▸ **Required task 1**: Decide whether each statement (a), (b), (c) below agrees with the passage on compost facility contracts, answering yes or no and quoting the deciding words of the passage. (a) The review looked at the closure of six food residuals composting facilities in Massachusetts from 2003 to 2006. (b) According to the passage, a well-drafted contract can make up for a lack of composting experience. (c) Putting a factor into a contract guarantees that a facility will succeed.
▸ **Required task 2**: Pick up the passage on compost facility contracts from its last sentence and continue it.

▸ **Source passage**:
================

January 19, 2007 | General

Smart Contracting

BioCycle January 2007, Vol. 48, No. 1, p. 20
Partnership arrangements between the municipality and private processor must address potential problem areas that include site access, feedstock quality, tonnage, odors and other “hot” contract issues.
Robert Spencer

THE road to Compost City is littered with the skeletons of failed facilities, some of which might still be in business were it not for poorly drafted contracts. A recent review of factors in closure of six food residuals composting facilities in Massachusetts during the period 2003 to 2006, identified the following:
o Neighborhood opposition due to odor, noise, truck traffic;
o Higher than anticipated operational costs;
o Under-capitalization resulting in inadequate facility design and/or technology;
o Lack of composting experience;
o Poor geographic proximity to food residuals generators;
o Inorganic contamination of compost product;
o Excessive residue disposal costs;
o Political and local government interference.
While the most ironclad contract in the world can’t compensate for lack of composting experience, inadequate capitalization and poor geographic proximity to generators, the other factors can and should be addressed in the procurement and contract process for a compost facility operated by a private vendor under contract to a municipality. Inclusion in a contract does not guarantee success, but if such factors are anticipated in a contract they may be successfully managed.

================

▸ **Extracted records**:
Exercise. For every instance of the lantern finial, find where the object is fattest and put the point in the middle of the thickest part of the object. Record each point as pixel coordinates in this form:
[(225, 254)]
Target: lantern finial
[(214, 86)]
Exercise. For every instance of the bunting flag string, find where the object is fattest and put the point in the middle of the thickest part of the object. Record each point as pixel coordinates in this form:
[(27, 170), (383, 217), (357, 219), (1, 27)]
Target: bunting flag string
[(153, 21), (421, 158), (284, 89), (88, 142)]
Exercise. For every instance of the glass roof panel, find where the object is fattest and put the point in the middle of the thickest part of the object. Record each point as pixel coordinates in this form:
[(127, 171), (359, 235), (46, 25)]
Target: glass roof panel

================

▸ **Output 1**:
(a) Yes: "closure of six food residuals composting facilities in Massachusetts during the period 2003 to 2006"
(b) No: "the most ironclad contract in the world can’t compensate for lack of composting experience"
(c) No: "Inclusion in a contract does not guarantee success"

▸ **Output 2**:
Although there are a number of privately owned, “merchant” composting facilities operating in the country, an increasing number of cities, towns and counties are seeking private operators for their municipally owned composting sites. In some cases, these government entities are requiring that the operation accept source separated food residuals. Generally, success of such public-private partnerships can be defined where the municipality’s organics stream is successfully recycled without causing nuisance conditions, and the private operator can pay its bills, and make a profit.
Thomas Mackie, an attorney who specializes in municipal solid waste facility development, including composting plants, has worked on numerous projects that involve controversy, permit violations, political interference and neighbor opposition. “It is very difficult to contractually allow a facility to operate in the face of public opposition, particularly when voters elect an official who is hostile to the facility,” says Mackie, a partner in Mackie Shea & O’Brien, PC, a Boston law firm. Therefore, he recommends the type of contract, and its specific contents, be carefully considered when initiating a composting project.
This article is written around issues related to composting as the service being provided under contract to a municipality. Most of the principles and guidance would apply to other organics recycling projects that involve a partnership arrangement between a public entity and private sector operator, e.g., a biomass energy facility, anaerobic digester, etc.
So how can a partnership between a municipality and a private composter be structured to protect the interests of both parties? Mackie describes two basic types of contracts – service provider and partnership.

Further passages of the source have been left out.